TASK DIRECTIONS.
Output every line of the listing below verbatim and in its original order.

(Records)
____
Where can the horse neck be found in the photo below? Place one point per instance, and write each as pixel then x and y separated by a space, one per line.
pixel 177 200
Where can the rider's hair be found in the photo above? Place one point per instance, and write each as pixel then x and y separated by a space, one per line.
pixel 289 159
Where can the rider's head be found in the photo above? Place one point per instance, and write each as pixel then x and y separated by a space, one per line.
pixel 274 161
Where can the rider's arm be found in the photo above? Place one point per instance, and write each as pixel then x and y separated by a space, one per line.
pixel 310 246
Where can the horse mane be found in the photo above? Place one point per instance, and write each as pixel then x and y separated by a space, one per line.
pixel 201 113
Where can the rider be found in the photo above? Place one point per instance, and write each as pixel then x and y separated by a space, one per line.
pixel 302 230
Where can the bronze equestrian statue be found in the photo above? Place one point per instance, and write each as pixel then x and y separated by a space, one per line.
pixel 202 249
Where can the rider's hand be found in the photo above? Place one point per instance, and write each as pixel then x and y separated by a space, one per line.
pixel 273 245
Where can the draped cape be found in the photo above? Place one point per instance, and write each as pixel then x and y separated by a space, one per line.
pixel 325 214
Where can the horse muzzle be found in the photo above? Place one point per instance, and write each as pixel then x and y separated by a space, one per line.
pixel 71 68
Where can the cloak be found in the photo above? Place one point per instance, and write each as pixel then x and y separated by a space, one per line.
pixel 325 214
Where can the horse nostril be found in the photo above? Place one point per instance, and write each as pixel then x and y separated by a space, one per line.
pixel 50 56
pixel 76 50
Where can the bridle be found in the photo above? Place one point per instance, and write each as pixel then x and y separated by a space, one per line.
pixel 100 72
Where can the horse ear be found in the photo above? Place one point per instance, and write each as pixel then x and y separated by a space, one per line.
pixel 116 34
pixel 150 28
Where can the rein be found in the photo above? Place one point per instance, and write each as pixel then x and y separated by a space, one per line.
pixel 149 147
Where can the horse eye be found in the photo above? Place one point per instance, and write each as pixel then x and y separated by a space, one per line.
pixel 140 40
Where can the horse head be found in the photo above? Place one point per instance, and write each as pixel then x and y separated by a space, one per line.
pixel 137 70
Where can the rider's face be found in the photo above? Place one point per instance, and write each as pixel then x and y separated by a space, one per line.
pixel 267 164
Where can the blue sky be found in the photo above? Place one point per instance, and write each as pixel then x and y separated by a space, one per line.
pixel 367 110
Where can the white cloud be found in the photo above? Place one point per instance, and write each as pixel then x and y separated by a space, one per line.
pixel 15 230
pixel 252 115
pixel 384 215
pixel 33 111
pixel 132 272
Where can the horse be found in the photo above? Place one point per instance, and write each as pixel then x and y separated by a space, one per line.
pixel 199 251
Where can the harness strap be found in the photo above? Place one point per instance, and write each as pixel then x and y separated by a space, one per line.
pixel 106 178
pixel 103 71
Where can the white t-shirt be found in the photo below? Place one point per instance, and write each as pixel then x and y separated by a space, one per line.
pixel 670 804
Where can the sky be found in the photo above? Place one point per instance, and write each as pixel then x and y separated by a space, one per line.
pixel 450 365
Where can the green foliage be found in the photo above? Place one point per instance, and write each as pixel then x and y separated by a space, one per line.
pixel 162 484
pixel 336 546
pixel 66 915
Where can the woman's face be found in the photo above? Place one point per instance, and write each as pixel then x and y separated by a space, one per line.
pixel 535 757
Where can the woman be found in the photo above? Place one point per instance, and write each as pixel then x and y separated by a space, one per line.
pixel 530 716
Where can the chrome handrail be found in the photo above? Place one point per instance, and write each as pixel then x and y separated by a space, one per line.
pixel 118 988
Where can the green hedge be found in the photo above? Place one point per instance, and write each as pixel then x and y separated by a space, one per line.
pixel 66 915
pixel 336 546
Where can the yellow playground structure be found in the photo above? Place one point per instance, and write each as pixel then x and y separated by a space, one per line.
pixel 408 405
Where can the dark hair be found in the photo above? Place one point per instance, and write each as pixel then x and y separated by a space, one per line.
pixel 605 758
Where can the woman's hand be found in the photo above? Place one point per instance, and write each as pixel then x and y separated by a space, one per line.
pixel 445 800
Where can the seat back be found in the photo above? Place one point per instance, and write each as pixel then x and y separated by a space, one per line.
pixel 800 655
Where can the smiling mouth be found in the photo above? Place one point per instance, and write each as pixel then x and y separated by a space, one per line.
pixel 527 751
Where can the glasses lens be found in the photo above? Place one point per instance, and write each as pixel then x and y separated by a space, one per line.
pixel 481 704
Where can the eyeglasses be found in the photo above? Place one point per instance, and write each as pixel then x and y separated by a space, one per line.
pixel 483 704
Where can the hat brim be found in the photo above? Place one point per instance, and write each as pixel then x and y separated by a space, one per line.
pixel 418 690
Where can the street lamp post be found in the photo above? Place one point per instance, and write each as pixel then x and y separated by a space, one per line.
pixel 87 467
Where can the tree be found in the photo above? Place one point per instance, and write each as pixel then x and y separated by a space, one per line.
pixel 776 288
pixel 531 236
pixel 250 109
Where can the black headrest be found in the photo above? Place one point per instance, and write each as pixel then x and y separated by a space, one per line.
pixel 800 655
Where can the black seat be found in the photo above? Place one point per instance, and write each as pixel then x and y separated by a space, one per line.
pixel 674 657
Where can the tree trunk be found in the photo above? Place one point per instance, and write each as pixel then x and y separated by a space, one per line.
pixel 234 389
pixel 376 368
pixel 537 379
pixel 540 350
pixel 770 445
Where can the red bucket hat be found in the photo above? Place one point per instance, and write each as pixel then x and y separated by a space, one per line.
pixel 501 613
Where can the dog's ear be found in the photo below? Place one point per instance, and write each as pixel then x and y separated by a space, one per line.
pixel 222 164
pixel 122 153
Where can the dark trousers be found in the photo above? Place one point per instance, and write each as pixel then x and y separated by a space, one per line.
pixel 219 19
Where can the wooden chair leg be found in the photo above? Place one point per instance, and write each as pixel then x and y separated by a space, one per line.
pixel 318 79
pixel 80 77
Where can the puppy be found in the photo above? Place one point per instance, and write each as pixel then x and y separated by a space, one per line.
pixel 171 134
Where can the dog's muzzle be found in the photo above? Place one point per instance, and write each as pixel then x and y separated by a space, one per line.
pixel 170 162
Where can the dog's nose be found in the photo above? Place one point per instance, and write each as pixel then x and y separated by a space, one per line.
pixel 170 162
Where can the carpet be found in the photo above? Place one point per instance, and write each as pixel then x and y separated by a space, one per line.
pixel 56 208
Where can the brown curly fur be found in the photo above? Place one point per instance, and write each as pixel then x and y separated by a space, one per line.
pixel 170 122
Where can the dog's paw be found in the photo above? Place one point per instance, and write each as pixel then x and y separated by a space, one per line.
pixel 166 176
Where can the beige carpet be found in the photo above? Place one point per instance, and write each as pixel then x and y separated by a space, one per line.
____
RESULT OF THE EXERCISE.
Where can the horse neck be found in the photo below? Place one point per instance, and write each as pixel then x and y separated by a space, one per line.
pixel 177 200
Where can the rider's hair be found in the photo above? Place one point per instance, and write each as pixel then x and y separated by a space, one per line.
pixel 289 159
Where can the rider's head be found in the photo above? Place one point per instance, and write each as pixel then x and y separated by a space, one per line.
pixel 274 161
Where can the rider's arm be found in the photo above? Place one point per instance, and write each as pixel then x and y separated by a space, one per line.
pixel 310 246
Where can the horse mane be found in the photo above? Place one point per instance, and write each as pixel then x and y separated by a space, one per line.
pixel 201 113
Where can the rider be found in the photo above? Place one point per instance, and write each as pixel then x and y separated by a space, one per line.
pixel 302 230
Where can the bronze equestrian statue be found in the photo above? Place one point per instance, and write each as pixel then x and y separated by a space, one per line.
pixel 202 249
Where can the rider's hand be found in the photo above? Place one point per instance, and write each as pixel then x and y separated by a space, one per line.
pixel 273 245
Where can the draped cape be found in the photo above? Place one point per instance, and write each as pixel then x and y separated by a space, one per line.
pixel 325 214
Where can the horse muzzle be found in the photo above? Place one point per instance, and write each as pixel then x and y separated by a space, one per line.
pixel 71 68
Where can the cloak be found in the photo above? Place one point per instance, and write each as pixel then x and y separated by a space, one per line.
pixel 325 214
Where can the horse nostril be found in the photo above? Place one point per instance, and write each as pixel then x and y separated by a space, one per line.
pixel 50 56
pixel 76 50
Where can the bridle be found in the photo above? Place one point per instance, and write each as pixel then x and y separated by a space, one per line.
pixel 100 72
Where can the horse ear be found in the photo above? Place one point per instance, and write each as pixel then x and y separated by a space, one per line.
pixel 116 34
pixel 150 28
Where can the rein be found in the photo above? Place one point per instance, and write each as pixel then x and y separated by a space, one per line.
pixel 149 147
Where can the horse eye be found in the photo above? Place one point per instance, and write each as pixel then x and y separated by a space, one per line.
pixel 140 40
Where can the horse head be found in the photo above? Place one point per instance, and write each as pixel then x and y separated by a space, one per line.
pixel 137 70
Where can the rider's face be found in the photo above? Place one point per instance, and write each as pixel then x and y separated by a space, one per line.
pixel 267 164
Where can the blue sky be found in the photo above? Place one point per instance, and write each as pixel then x and y separated by a space, one per line.
pixel 367 110
Where can the white cloud be found in the photo above? Place one point per instance, and write each as pixel then x and y separated by a space, one per line.
pixel 15 230
pixel 252 115
pixel 384 215
pixel 33 111
pixel 132 272
Where can the horse be found in the photo above? Place one point per instance, and write each as pixel then x and y separated by a space, one per line.
pixel 199 251
Where can the harness strap be found in the photo above? Place one point per instance, and write each as pixel then x and y separated by a space, one per line.
pixel 106 178
pixel 103 71
Where can the white t-shirt be found in the photo below? Place one point per instance, and write each as pixel then x and y separated by a space, one per line.
pixel 670 804
Where can the sky be found in the photo above? Place one point per instance, and write each as pixel then x and y separated by a space, one per line.
pixel 450 365
Where can the green foliage be found in the photo above? Place one point per instance, and write each as pixel then x and y separated by a space, one per line.
pixel 162 484
pixel 336 546
pixel 66 915
Where can the woman's face be found in the photo above? Place one point per instance, and write each as pixel then x and y separated by a space, one per line.
pixel 535 757
Where can the woman be found in the photo above? Place one point per instance, and write each as pixel then x and y separated by a space, one per line.
pixel 530 716
Where can the chrome handrail be found in the photo above? Place one point per instance, and write each as pixel then x and y separated by a space, one per line.
pixel 118 988
Where can the green hedge be found in the photo above? Place one point per instance, and write each as pixel then x and y separated by a space, one per line.
pixel 66 915
pixel 336 546
Where can the yellow playground structure be found in the photo above? Place one point per instance, and write each as pixel then x and y separated by a space, one per line.
pixel 408 405
Where can the dark hair be found in the photo above? Place one point per instance, and write each as pixel then x and y separated by a space, one per line.
pixel 605 758
Where can the woman's hand be found in the photo above? Place one point per instance, and write each as pixel then x and y separated by a space, one per line.
pixel 445 800
Where can the seat back be found in the photo above? Place one point per instance, and write each as pixel then x and y separated by a space, one per line.
pixel 800 655
Where can the smiling mouth be found in the photo above? Place one point per instance, and write each as pixel then x and y separated by a space, one per line.
pixel 527 751
Where can the glasses lens be found in the photo above? Place one point per instance, and write each as pixel then x and y separated by a space, one per line.
pixel 481 704
Where can the eyeglasses be found in the photo above? Place one point per instance, and write each as pixel then x and y separated by a space, one per line.
pixel 483 704
Where can the hat brim be found in the photo above? Place one point per instance, and write each as pixel then x and y separated by a space, one per line.
pixel 418 690
Where can the street lamp post be found in the photo above? Place one point per instance, and write each as pixel then x and y separated by a space, one per line.
pixel 87 467
Where can the tree be found in the photo above? Place one point per instance, and write each as pixel then x and y separated by a space, one per line.
pixel 776 288
pixel 531 236
pixel 250 109
Where can the black headrest be found in the photo above? Place one point per instance, and write each as pixel then x and y separated by a space, one per line.
pixel 800 655
Where can the black seat be found in the photo above? Place one point per instance, and write each as pixel then x and y separated by a space, one per line.
pixel 674 657
Where can the tree trunk be found in the photo above? Place one point per instance, and write each as pixel then x and y separated by a space, one per line.
pixel 234 389
pixel 376 368
pixel 537 379
pixel 540 350
pixel 770 445
Where can the red bucket hat be found in the photo above? Place one point per instance, and write each as pixel then x and y separated by a space, one per line.
pixel 501 613
Where can the dog's ear be found in the photo below? Place one point per instance, and write each as pixel then x and y separated by a space, one per line.
pixel 222 164
pixel 122 153
Where can the dark trousers be found in the photo above? Place one point per instance, and write each as pixel then x and y separated by a space, one per line.
pixel 219 19
Where can the wooden chair leg be found in the photo above? Place one point per instance, and write each as pixel then x and y separated by a space, one per line.
pixel 318 79
pixel 80 77
Where can the puppy be found in the photo above? Place one point per instance, and write each as pixel then x and y separated by a space, one per line.
pixel 171 134
Where can the dog's muzzle be found in the photo above? Place one point per instance, and write each as pixel then x and y separated by a space, one per line.
pixel 170 162
Where can the dog's nose be found in the photo above? Place one point per instance, and write each as pixel then x and y separated by a space, one per line.
pixel 170 162
Where can the carpet be found in the photo above? Place one point per instance, and write each as pixel then x and y separated by a space, one per line.
pixel 56 208
Where can the brown curly fur be found in the photo above? Place one point per instance, and write each as pixel then x and y separated by a space, one per line.
pixel 170 122
Where can the dog's paw be found in the photo above? Place one point per instance, and write each as pixel then x and y separated by a space, one per line.
pixel 166 176
Where can the beige carpet be found in the photo above? Place one point per instance, and write each as pixel then x and y separated by a space, one per line.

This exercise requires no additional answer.